- **Selected extract**:
Air Warfare

‘It’s alive’: Biden-era Replicator drone initiative lives on as DAWG, looking at bigger UASs

Renamed the Defense Autonomous Working Group, the drone initiative is now conducting wargames and working on larger, longer-ranged attack drones, Adm. Sam Paparo and Pentagon CTO Emil Michael said.

A West-Coast based Naval Special Warfare Operator fires a Switchblade 300 Lethal Miniature Aerial Munition System during ground mobility training exercises. (U.S. Navy Photo by Mass Communication Specialist 1st Class Chelsea D. Meiller)

WASHINGTON — Replicator lives, top Pentagon officials said today, though under a new name and with more of a focus on fielding larger attack drones.

Replicator was launched by Biden-era Deputy Secretary of Defense Kathleen Hicks and aimed to acquire thousands of low-cost ‘attritable’ drones, particularly for the Pacific, within two years. But the ambitious effort was met with criticism, including from lawmakers, and its fate was left in question, especially amid other drone initiatives announced by the new Trump administration.

- **Required work**:
1) Answer these questions from the Replicator article:
(a) What is the drone initiative's new name?
(b) Who launched Replicator?
(c) Within what time frame was Replicator meant to acquire its drones?
2) Copy the part of the Replicator article starting at "Replicator was launched" and ending at "new Trump administration.".
3) Carry on writing the Replicator article, beginning after its last sentence.

- **Provided material**:
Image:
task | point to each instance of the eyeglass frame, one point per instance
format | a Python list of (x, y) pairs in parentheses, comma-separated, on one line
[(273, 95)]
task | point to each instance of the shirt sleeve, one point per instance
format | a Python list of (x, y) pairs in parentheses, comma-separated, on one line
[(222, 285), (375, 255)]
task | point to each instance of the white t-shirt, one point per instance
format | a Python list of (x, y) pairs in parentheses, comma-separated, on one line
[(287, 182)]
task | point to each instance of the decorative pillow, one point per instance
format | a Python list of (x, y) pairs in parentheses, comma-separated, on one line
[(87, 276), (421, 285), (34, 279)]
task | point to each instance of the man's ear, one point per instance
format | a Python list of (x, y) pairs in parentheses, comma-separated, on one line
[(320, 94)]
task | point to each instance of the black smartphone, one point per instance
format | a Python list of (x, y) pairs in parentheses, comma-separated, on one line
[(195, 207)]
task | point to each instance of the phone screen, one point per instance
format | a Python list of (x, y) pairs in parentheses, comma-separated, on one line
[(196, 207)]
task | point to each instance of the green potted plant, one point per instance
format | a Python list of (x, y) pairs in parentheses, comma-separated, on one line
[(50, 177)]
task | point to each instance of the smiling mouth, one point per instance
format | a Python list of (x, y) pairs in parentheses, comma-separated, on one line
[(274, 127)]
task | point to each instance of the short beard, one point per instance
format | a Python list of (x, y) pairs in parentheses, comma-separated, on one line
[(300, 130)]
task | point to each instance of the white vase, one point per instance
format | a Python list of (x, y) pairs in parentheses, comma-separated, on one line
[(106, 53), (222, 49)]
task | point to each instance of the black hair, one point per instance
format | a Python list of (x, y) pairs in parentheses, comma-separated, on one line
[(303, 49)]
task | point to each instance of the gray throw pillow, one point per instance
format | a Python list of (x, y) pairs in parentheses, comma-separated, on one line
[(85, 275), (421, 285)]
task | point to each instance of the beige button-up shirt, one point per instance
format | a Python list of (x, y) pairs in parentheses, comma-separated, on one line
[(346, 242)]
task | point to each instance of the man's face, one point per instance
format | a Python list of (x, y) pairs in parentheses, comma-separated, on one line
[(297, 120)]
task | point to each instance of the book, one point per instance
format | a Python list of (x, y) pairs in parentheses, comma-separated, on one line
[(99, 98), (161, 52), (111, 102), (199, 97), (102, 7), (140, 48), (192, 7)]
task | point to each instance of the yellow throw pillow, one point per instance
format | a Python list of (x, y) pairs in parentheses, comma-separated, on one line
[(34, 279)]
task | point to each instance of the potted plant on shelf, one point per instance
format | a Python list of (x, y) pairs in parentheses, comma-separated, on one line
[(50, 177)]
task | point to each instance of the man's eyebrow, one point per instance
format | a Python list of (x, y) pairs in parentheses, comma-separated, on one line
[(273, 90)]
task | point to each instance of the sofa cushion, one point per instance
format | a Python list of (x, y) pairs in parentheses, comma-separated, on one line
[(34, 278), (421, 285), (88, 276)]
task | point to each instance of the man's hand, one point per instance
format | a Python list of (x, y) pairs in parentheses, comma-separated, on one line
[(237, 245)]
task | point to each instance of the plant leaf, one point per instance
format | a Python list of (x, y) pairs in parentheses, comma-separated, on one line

- **Results for the exercise**:
1)
(a) The Defense Autonomous Working Group (DAWG).
(b) Biden-era Deputy Secretary of Defense Kathleen Hicks.
(c) Within two years.

2)
Replicator was launched by Biden-era Deputy Secretary of Defense Kathleen Hicks and aimed to acquire thousands of low-cost ‘attritable’ drones, particularly for the Pacific, within two years. But the ambitious effort was met with criticism, including from lawmakers, and its fate was left in question, especially amid other drone initiatives announced by the new Trump administration.

3)
But today Adm. Samuel Paparo, the four-star chief of Indo-Pacific Command, said Replicator is far from dead.

“It’s alive. It’s alive,” Paparo said at the Reagan National Defense Forum in California. “The deputy secretary of defense has focused it in an autonomous warfighting group, and it is very much alive.”

Paparo appeared to be referencing the Defense Autonomous Warfare Group (DAWG), which The Wall Street Journal first reported was the new home of the Replicator initiative.

What does “alive” mean here? It means wargames, Paparo made clear: both live exercises with real equipment that exists today — conducted in locations safely distant from prying foreign eyes — and simulations of how the tech could help win a future fight.

“We are simulating to it,” Paparo said. “We’re exercising to it, live — not in any space in the Western Pacific, but in secure spaces where we can do our maximum learning.”

The renamed Replicator is specifically focused on larger types of drones, added the Pentagon’s Chief Technology Officer, Under Secretary for Research & Engineering Emil Michael. Meanwhile, in parallel, Defense Secretary Hegseth’s newer Drone Dominance campaign emphasizes smaller systems for use by small units, like the First-Person View (FPV) drones used to deadly effect in Ukraine.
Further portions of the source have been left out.